_WORK INSTRUCTIONS_
1. Answer these from the passage on Israeli withdrawal:
(a) What does it say relinquishing the Golan Heights to Syria would result in?
(b) What military technology would the Arabs be using this time?
(c) In which war does it say Israel first occupied anything?
2. Extend the passage on Israeli withdrawal, picking up after its final sentence.

There can be no doubt that a complete Israeli withdrawal from the West Bank and a return to pre-1967 borders would trigger a massive rocket and terror assault against the remaining rump areas of Israel, launched from the "liberated" lands in the West Bank. The same thing would result from relinquishing the Golan Heights to Syria.
There are worse things in the world than occupation, and the experiences of the past few years have demonstrated how much worse are the consequences that follow the removal of Israeli occupation. The inevitable consequence of a complete withdrawal by Israel to its 1967 borders would be a replay of 1967, when the Arab world hoped to achieve the military annihilation of Israel inside its Green Line borders. This time, though, the Arabs would be using 21st century military technology.
Academics can debate about whether animosity to Israel was itself initially stoked by the years of Palestinians living under occupation. But in fact there was more than sufficient Palestinian animosity and terrorism long before Israel occupied anything at all in the 1967 Six-Day War. Be that as it may, progress today can occur only if the starting point is the understanding that removal of Israeli occupation causes terror and violence.

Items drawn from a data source
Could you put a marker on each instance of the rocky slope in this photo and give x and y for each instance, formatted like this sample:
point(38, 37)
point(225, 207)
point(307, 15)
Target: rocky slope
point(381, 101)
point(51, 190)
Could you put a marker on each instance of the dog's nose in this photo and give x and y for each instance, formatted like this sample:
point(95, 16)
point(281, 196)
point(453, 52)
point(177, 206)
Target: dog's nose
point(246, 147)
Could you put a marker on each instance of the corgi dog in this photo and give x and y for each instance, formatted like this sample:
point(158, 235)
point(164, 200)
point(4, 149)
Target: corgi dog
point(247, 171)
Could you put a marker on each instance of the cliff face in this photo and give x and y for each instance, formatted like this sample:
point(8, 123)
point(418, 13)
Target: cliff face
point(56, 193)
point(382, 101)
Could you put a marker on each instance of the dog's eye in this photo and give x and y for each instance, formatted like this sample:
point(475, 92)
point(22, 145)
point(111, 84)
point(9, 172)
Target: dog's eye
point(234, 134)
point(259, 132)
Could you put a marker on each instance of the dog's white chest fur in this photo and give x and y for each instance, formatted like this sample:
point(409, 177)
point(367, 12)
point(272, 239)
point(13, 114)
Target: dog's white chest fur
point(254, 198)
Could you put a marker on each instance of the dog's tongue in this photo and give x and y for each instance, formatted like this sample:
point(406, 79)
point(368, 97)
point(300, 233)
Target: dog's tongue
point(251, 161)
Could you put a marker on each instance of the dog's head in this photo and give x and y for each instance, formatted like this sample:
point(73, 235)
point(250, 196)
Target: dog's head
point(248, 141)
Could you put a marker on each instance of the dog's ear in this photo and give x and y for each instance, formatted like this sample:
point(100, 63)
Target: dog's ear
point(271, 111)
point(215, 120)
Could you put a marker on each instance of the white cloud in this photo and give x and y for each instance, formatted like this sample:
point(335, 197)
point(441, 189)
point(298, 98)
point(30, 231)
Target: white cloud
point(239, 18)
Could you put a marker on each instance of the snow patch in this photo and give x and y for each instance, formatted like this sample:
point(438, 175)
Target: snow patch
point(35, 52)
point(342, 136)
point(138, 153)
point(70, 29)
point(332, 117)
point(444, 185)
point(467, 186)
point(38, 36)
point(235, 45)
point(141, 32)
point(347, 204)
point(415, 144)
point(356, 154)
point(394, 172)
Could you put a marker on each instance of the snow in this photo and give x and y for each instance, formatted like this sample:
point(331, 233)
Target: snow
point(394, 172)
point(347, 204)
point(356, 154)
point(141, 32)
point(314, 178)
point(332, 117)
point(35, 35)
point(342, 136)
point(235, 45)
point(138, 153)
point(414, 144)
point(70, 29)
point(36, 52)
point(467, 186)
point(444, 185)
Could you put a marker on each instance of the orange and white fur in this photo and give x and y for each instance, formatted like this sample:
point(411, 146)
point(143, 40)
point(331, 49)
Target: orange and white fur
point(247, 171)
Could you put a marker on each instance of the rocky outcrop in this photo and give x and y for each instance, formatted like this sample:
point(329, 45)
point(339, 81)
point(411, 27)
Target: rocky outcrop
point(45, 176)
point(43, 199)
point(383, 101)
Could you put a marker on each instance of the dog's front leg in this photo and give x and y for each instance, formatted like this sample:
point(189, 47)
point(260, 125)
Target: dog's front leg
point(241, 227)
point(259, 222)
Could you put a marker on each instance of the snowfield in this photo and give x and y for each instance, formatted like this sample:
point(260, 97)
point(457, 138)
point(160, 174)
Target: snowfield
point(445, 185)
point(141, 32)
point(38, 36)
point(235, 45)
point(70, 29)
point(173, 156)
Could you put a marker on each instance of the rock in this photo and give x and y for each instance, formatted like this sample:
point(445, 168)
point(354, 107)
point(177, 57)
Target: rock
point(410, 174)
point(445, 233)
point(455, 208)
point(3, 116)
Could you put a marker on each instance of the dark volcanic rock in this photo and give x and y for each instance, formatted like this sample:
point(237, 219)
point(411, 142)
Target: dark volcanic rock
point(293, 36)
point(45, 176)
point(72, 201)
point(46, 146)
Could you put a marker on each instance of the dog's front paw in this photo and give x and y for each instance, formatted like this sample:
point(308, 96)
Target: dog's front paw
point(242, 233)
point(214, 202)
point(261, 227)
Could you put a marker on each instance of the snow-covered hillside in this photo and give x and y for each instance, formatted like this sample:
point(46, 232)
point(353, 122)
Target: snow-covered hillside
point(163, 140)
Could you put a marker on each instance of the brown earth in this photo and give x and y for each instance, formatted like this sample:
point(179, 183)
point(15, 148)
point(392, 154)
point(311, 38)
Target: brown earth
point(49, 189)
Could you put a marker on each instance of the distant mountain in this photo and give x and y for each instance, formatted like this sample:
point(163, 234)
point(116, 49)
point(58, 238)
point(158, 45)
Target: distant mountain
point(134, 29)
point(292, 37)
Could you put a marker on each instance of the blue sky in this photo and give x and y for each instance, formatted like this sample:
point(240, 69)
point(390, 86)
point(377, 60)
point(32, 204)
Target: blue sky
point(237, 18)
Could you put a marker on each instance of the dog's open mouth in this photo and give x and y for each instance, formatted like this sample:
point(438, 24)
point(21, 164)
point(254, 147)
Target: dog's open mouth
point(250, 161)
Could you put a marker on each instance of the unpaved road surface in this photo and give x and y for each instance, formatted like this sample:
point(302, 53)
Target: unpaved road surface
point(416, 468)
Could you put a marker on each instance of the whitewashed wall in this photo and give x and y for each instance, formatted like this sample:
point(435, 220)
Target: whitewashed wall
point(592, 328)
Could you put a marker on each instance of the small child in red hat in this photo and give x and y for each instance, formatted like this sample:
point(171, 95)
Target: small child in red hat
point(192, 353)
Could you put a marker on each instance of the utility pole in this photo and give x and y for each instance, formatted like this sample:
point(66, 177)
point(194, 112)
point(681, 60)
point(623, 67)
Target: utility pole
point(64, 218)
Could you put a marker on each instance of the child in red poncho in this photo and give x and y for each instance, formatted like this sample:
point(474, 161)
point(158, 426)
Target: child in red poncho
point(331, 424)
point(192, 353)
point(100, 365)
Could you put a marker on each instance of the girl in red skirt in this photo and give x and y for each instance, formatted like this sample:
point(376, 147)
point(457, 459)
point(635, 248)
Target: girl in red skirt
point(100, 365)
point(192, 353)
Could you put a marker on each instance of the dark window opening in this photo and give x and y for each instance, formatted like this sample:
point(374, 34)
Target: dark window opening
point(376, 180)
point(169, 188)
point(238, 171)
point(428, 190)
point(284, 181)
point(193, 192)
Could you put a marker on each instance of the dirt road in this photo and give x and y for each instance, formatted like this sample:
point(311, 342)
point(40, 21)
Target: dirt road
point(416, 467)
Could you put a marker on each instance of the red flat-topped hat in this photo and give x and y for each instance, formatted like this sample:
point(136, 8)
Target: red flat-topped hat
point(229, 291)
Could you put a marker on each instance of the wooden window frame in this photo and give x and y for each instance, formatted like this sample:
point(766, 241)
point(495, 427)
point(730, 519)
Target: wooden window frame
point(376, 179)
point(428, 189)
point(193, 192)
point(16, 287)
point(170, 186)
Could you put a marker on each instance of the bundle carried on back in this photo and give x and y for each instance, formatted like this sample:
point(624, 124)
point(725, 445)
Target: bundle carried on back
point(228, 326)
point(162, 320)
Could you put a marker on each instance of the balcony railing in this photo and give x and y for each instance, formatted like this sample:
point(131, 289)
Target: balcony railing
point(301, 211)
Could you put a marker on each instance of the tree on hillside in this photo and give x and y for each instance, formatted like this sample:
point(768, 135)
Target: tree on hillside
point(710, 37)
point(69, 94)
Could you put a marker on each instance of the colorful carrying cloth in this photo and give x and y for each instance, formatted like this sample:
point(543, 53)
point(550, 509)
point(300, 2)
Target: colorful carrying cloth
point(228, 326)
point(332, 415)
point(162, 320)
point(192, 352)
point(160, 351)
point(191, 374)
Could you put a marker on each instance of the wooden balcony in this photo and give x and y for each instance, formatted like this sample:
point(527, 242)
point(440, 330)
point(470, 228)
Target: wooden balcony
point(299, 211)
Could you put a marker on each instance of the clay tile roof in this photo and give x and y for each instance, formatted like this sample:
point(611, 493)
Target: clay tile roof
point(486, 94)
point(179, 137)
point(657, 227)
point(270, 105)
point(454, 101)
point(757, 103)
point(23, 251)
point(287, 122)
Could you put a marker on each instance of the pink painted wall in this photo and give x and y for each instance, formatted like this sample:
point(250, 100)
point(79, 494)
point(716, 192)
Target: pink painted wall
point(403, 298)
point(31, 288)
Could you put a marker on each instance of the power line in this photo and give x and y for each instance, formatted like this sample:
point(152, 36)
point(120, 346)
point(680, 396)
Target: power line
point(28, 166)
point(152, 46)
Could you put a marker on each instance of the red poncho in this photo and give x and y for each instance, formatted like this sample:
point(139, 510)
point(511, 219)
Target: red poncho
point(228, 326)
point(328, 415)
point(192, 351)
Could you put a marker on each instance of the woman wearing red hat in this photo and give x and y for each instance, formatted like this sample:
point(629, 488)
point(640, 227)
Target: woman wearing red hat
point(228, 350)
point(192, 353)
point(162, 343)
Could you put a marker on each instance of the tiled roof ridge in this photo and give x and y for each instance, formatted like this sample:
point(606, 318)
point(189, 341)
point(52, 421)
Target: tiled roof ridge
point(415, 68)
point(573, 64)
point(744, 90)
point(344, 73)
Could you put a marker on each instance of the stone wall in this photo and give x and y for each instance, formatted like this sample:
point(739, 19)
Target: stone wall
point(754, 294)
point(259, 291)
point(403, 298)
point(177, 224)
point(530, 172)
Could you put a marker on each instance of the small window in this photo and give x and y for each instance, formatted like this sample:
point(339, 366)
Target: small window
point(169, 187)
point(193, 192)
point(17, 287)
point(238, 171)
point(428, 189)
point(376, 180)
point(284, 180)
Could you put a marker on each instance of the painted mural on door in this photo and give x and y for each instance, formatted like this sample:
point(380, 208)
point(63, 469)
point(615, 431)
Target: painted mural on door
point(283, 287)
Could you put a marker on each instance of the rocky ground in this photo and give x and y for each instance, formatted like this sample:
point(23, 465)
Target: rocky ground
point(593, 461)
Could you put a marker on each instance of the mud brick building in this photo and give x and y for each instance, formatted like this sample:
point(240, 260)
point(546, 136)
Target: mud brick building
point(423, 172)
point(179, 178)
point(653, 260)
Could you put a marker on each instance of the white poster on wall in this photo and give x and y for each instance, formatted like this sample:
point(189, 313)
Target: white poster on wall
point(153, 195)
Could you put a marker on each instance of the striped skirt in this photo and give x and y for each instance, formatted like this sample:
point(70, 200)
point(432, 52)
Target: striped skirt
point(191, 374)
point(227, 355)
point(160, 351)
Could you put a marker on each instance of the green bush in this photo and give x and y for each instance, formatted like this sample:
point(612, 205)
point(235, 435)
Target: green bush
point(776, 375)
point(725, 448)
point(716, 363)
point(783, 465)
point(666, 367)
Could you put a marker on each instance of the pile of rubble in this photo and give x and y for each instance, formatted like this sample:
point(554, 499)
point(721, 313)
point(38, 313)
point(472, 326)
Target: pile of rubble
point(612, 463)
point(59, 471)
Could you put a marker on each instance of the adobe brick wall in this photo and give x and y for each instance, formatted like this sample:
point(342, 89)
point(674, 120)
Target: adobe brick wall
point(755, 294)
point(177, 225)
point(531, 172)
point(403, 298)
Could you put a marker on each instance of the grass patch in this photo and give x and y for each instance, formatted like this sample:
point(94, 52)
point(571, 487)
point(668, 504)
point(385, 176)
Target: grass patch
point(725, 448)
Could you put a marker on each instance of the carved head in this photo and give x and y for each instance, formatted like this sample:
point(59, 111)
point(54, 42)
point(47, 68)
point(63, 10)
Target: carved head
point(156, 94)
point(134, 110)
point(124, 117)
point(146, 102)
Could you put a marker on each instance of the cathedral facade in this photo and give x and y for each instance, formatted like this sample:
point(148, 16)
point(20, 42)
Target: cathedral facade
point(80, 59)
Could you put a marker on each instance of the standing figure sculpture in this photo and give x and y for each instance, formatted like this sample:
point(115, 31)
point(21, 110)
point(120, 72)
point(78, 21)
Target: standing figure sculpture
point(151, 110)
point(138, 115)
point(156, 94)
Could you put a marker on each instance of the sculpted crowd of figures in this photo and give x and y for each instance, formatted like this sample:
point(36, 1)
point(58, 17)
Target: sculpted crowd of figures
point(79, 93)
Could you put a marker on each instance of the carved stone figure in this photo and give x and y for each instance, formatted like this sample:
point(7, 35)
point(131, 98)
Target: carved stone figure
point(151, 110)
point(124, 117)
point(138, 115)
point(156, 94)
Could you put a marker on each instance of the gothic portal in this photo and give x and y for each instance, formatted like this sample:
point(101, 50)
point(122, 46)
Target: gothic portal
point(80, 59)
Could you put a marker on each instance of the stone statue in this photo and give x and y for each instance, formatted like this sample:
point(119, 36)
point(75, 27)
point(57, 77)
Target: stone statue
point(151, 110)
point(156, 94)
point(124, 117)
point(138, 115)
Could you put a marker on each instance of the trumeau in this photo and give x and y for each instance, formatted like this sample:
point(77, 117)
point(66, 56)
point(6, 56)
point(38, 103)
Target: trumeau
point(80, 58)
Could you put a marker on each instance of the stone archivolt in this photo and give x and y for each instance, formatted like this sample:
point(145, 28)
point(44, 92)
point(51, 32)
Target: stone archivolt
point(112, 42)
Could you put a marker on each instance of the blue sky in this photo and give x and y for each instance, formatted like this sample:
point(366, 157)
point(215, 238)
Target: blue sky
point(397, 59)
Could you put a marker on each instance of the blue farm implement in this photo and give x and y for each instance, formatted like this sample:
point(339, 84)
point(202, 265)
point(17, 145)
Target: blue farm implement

_SET OF ANSWERS_
1.
(a) A massive rocket and terror assault against the remaining rump areas of Israel
(b) 21st century military technology
(c) The 1967 Six-Day War

2.
II. Israeli goodwill concessions do not trigger goodwill among Arabs, they trigger Arab aggression and violence.
The Arabs interpret such goodwill measures as admission of weakness on Israel's part and as demonstrations of Israeli vulnerability and destructibility. More generally, the axiom that Israeli niceness toward Arabs can generate Arab moderation, reasonableness, and friendliness is also false. It cannot.
Attempts at buying Arab moderation through demonstrations of Jewish self-restraint and niceness go back decades and predate Israel's independence (back then it was termed havlaga). They have never worked. Present-day attempts to win over Arabs with niceness and restraint range from affirmative action programs that benefit Arabs, to turning a blind eye toward massive lawbreaking by Arabs, particularly regarding construction and squatting on public lands.
Niceness means never prosecuting Arab political leaders for treason and espionage or for endorsing terror, no matter how openly they do so. It means exempting Israeli Arabs from military conscription and even from civilian national service. It has even meant that families of Arabs killed while perpetrating terror atrocities against Jews were allowed to draw "survivor benefits" from Israel's social security system (the National Insurance Institute).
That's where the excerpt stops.